■ RECORDS TO USE ■
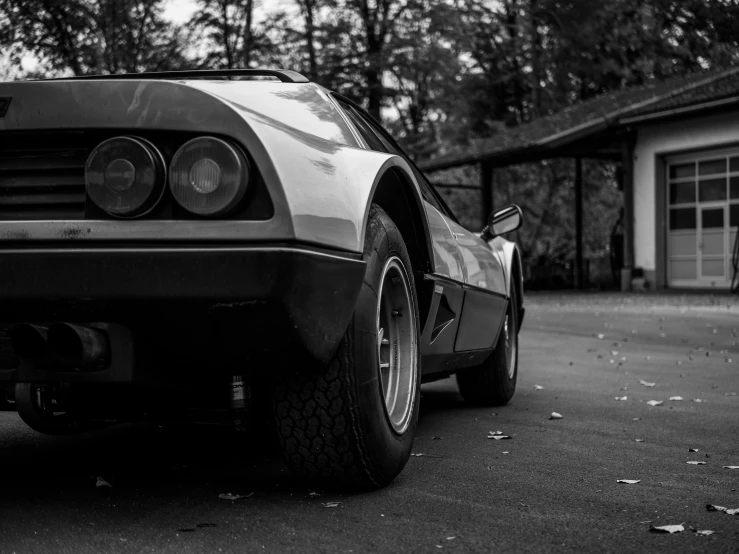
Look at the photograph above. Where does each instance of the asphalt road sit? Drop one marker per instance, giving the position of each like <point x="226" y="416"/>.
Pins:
<point x="552" y="487"/>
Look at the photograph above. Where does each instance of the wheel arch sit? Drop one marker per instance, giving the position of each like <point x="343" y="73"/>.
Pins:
<point x="407" y="212"/>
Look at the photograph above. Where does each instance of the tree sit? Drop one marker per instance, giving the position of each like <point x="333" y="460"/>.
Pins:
<point x="92" y="36"/>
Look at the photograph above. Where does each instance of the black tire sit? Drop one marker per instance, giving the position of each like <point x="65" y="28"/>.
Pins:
<point x="491" y="383"/>
<point x="332" y="422"/>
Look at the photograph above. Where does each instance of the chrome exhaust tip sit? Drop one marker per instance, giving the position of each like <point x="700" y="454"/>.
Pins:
<point x="85" y="348"/>
<point x="29" y="341"/>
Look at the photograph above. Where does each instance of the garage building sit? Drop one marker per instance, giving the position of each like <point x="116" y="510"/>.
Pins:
<point x="678" y="143"/>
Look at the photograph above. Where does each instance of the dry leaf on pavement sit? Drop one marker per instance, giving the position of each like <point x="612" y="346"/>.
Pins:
<point x="102" y="483"/>
<point x="231" y="496"/>
<point x="667" y="528"/>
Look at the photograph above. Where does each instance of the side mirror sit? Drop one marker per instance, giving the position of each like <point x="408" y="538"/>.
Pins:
<point x="504" y="221"/>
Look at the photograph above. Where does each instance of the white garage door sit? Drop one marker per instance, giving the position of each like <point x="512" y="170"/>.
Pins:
<point x="703" y="214"/>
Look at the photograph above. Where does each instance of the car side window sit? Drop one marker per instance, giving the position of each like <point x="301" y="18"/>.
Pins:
<point x="364" y="129"/>
<point x="377" y="140"/>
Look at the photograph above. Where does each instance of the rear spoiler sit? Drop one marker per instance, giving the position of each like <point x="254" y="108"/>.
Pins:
<point x="284" y="75"/>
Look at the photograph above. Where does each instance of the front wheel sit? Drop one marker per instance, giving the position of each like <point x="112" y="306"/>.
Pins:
<point x="352" y="423"/>
<point x="493" y="382"/>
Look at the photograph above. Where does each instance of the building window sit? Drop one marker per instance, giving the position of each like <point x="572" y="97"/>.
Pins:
<point x="702" y="217"/>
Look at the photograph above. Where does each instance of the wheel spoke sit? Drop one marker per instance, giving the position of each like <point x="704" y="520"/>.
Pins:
<point x="396" y="344"/>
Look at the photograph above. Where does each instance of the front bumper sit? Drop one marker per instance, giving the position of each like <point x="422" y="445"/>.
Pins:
<point x="190" y="303"/>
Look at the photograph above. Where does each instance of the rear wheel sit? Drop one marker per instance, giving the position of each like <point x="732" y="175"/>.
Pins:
<point x="352" y="423"/>
<point x="493" y="382"/>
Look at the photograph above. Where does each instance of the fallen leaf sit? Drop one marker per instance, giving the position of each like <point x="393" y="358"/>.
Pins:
<point x="713" y="508"/>
<point x="102" y="483"/>
<point x="667" y="528"/>
<point x="231" y="496"/>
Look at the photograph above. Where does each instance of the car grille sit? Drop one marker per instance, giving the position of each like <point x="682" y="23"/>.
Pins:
<point x="42" y="177"/>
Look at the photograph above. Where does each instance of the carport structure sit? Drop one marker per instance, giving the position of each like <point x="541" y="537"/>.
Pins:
<point x="602" y="128"/>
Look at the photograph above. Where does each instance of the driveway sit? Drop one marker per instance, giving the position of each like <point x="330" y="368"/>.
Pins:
<point x="551" y="487"/>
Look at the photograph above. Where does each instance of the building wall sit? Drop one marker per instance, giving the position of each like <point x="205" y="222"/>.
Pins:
<point x="654" y="141"/>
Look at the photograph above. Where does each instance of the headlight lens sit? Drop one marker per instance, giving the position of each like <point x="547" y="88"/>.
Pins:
<point x="208" y="176"/>
<point x="125" y="176"/>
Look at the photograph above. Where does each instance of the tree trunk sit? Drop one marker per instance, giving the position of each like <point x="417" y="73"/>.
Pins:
<point x="248" y="37"/>
<point x="309" y="6"/>
<point x="535" y="61"/>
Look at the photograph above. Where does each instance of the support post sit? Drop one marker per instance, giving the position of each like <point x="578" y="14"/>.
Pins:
<point x="578" y="224"/>
<point x="627" y="159"/>
<point x="486" y="186"/>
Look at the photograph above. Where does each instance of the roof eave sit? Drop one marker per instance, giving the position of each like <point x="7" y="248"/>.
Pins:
<point x="692" y="110"/>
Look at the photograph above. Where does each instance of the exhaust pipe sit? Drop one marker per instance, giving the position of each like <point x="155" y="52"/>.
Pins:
<point x="85" y="348"/>
<point x="29" y="341"/>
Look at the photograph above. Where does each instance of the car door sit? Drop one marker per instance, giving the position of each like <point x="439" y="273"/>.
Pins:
<point x="485" y="302"/>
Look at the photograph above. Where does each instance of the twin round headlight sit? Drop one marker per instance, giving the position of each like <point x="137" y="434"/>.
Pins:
<point x="125" y="176"/>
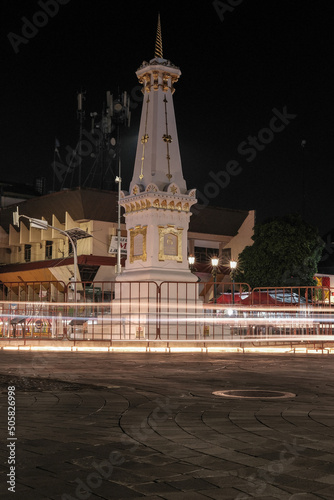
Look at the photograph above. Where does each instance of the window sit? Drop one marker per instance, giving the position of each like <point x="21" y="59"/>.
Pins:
<point x="27" y="253"/>
<point x="204" y="254"/>
<point x="48" y="250"/>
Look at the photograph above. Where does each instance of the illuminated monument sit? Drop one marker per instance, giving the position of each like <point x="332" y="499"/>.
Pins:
<point x="157" y="206"/>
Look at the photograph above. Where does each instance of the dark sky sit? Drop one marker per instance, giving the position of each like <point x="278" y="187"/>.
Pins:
<point x="237" y="67"/>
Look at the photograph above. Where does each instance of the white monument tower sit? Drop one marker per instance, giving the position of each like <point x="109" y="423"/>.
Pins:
<point x="157" y="207"/>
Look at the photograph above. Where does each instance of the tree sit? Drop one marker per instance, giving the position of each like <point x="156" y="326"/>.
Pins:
<point x="285" y="252"/>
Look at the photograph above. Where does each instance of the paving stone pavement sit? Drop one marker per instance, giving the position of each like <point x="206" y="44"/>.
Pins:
<point x="133" y="426"/>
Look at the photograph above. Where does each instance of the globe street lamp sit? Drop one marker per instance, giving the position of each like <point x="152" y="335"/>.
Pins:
<point x="233" y="266"/>
<point x="214" y="264"/>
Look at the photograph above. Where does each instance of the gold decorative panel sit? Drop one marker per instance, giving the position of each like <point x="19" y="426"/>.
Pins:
<point x="138" y="243"/>
<point x="170" y="243"/>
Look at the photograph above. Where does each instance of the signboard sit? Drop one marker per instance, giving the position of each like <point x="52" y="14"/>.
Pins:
<point x="113" y="245"/>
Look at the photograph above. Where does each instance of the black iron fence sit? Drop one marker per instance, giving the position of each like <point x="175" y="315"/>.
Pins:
<point x="123" y="311"/>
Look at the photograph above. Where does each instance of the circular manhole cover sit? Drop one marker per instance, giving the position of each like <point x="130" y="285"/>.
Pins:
<point x="254" y="394"/>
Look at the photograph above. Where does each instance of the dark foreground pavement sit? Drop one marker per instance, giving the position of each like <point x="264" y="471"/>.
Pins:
<point x="130" y="426"/>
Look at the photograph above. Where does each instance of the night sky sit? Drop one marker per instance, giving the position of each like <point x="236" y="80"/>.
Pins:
<point x="240" y="69"/>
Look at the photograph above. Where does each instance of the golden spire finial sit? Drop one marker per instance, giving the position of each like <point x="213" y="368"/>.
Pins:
<point x="158" y="41"/>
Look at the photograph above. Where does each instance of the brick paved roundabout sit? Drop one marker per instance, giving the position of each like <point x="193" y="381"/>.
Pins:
<point x="131" y="426"/>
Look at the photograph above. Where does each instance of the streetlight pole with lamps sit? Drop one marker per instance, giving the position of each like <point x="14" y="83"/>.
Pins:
<point x="233" y="266"/>
<point x="214" y="264"/>
<point x="72" y="234"/>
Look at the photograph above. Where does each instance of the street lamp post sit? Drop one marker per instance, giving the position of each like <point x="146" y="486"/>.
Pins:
<point x="233" y="266"/>
<point x="72" y="234"/>
<point x="214" y="264"/>
<point x="191" y="262"/>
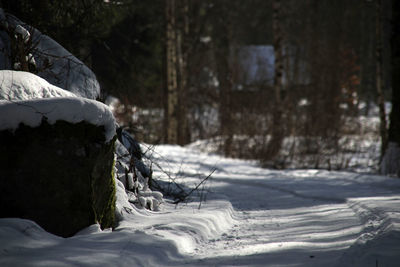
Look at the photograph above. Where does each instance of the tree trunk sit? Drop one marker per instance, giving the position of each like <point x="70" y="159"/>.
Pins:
<point x="171" y="114"/>
<point x="379" y="77"/>
<point x="391" y="160"/>
<point x="223" y="41"/>
<point x="182" y="57"/>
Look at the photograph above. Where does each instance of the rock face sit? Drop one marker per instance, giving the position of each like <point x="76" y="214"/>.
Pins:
<point x="59" y="175"/>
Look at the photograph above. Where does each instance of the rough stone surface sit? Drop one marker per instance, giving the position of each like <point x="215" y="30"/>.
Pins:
<point x="60" y="176"/>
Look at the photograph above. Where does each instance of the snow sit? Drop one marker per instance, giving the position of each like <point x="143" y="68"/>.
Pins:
<point x="251" y="217"/>
<point x="20" y="85"/>
<point x="53" y="62"/>
<point x="70" y="109"/>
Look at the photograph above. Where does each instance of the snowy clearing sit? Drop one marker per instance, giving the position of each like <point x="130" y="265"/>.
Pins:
<point x="251" y="217"/>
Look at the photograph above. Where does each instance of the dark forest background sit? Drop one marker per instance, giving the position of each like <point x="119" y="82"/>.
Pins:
<point x="180" y="69"/>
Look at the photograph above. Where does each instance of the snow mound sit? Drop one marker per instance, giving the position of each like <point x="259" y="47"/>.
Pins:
<point x="20" y="85"/>
<point x="70" y="109"/>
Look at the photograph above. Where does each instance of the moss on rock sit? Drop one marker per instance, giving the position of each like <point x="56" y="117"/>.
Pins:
<point x="59" y="176"/>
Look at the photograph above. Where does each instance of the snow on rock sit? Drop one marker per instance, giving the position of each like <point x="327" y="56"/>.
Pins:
<point x="70" y="109"/>
<point x="20" y="85"/>
<point x="61" y="68"/>
<point x="53" y="62"/>
<point x="23" y="32"/>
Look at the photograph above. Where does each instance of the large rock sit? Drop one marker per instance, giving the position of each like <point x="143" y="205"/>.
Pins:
<point x="53" y="62"/>
<point x="59" y="175"/>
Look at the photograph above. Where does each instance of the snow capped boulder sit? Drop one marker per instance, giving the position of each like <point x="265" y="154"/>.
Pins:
<point x="49" y="59"/>
<point x="57" y="161"/>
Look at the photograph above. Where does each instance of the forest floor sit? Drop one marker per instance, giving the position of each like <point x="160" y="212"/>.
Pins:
<point x="243" y="215"/>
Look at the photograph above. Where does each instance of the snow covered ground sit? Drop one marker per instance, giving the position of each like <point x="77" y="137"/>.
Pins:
<point x="248" y="216"/>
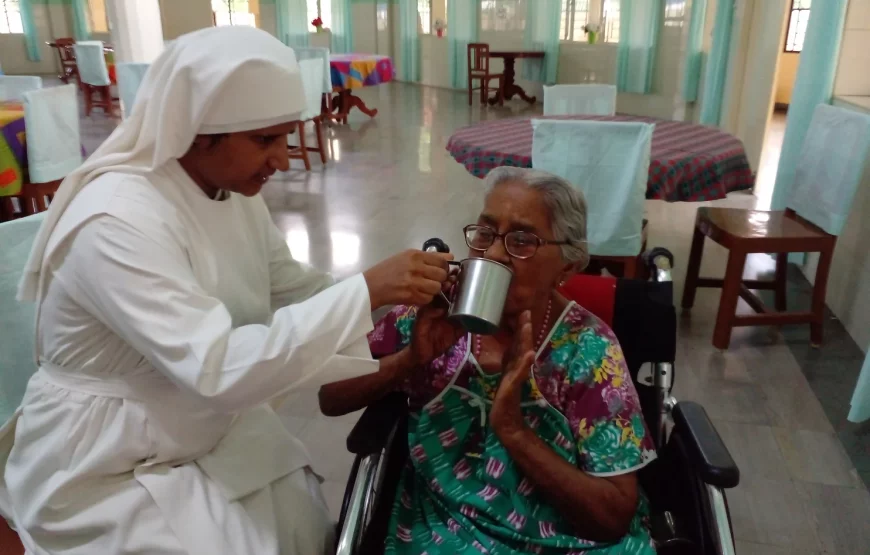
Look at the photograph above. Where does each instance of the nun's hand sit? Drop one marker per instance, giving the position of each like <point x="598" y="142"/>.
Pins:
<point x="413" y="277"/>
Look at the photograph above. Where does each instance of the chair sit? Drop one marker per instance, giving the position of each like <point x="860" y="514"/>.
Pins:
<point x="609" y="162"/>
<point x="828" y="173"/>
<point x="580" y="100"/>
<point x="51" y="117"/>
<point x="17" y="340"/>
<point x="312" y="79"/>
<point x="321" y="54"/>
<point x="130" y="76"/>
<point x="94" y="76"/>
<point x="13" y="87"/>
<point x="478" y="68"/>
<point x="67" y="57"/>
<point x="685" y="485"/>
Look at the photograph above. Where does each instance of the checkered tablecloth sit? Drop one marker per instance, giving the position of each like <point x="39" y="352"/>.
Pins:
<point x="689" y="163"/>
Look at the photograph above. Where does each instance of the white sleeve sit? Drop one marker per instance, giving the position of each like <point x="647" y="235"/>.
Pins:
<point x="291" y="280"/>
<point x="144" y="290"/>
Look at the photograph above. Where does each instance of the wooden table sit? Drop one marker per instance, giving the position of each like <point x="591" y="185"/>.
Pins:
<point x="510" y="61"/>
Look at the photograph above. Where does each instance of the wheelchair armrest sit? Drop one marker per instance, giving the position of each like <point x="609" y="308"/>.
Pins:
<point x="707" y="451"/>
<point x="372" y="431"/>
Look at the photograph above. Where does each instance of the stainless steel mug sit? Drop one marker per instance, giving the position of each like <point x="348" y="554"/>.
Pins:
<point x="480" y="292"/>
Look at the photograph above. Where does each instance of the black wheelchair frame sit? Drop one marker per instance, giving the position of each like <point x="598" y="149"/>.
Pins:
<point x="684" y="485"/>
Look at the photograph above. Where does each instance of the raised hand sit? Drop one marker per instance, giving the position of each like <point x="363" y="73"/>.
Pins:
<point x="412" y="277"/>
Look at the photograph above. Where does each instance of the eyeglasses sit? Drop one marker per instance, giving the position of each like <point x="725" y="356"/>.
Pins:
<point x="518" y="244"/>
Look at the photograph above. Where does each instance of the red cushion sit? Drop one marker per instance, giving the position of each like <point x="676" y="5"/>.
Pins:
<point x="597" y="294"/>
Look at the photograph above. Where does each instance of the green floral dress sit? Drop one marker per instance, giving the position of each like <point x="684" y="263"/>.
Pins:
<point x="462" y="494"/>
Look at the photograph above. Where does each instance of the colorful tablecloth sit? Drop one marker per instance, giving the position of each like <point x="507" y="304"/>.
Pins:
<point x="690" y="163"/>
<point x="354" y="71"/>
<point x="13" y="156"/>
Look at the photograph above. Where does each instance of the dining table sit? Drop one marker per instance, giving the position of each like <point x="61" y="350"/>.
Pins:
<point x="351" y="72"/>
<point x="510" y="87"/>
<point x="688" y="162"/>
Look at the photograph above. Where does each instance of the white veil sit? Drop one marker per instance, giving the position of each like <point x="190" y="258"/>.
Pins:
<point x="217" y="80"/>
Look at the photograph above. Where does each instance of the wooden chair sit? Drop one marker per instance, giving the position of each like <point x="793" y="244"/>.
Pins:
<point x="826" y="179"/>
<point x="478" y="68"/>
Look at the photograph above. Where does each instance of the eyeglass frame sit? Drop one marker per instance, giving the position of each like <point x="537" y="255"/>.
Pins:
<point x="502" y="236"/>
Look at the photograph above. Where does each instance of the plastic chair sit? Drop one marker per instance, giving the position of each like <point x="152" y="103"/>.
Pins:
<point x="478" y="68"/>
<point x="51" y="117"/>
<point x="94" y="76"/>
<point x="130" y="76"/>
<point x="609" y="162"/>
<point x="17" y="359"/>
<point x="13" y="87"/>
<point x="580" y="100"/>
<point x="832" y="160"/>
<point x="685" y="485"/>
<point x="312" y="80"/>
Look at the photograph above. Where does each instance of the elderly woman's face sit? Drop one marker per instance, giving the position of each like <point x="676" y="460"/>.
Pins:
<point x="514" y="206"/>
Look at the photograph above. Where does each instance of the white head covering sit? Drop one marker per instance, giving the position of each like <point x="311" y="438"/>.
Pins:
<point x="217" y="80"/>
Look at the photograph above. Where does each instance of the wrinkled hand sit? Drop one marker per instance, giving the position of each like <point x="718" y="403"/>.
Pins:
<point x="412" y="277"/>
<point x="433" y="334"/>
<point x="506" y="416"/>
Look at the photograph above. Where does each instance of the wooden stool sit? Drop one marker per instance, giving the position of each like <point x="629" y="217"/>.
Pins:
<point x="301" y="152"/>
<point x="744" y="232"/>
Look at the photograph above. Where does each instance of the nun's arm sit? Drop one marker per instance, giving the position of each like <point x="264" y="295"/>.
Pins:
<point x="140" y="284"/>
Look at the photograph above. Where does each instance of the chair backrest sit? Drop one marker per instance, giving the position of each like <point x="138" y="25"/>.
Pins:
<point x="130" y="76"/>
<point x="312" y="82"/>
<point x="830" y="167"/>
<point x="51" y="119"/>
<point x="17" y="362"/>
<point x="580" y="100"/>
<point x="609" y="163"/>
<point x="478" y="57"/>
<point x="91" y="62"/>
<point x="13" y="87"/>
<point x="321" y="54"/>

■ TO DO ■
In the listing above, find each line with the word "wheelchair" and copy it.

■ RESPONSE ■
Look at the photograph above. Where does each instance of the wheelchair armrest sit? Drop one marker per instance, giving the position of each like <point x="609" y="308"/>.
Look at the photograph above. Where does each instance of the black wheelchair frame sit? Drop one marker per instance, giving the position of each like <point x="598" y="149"/>.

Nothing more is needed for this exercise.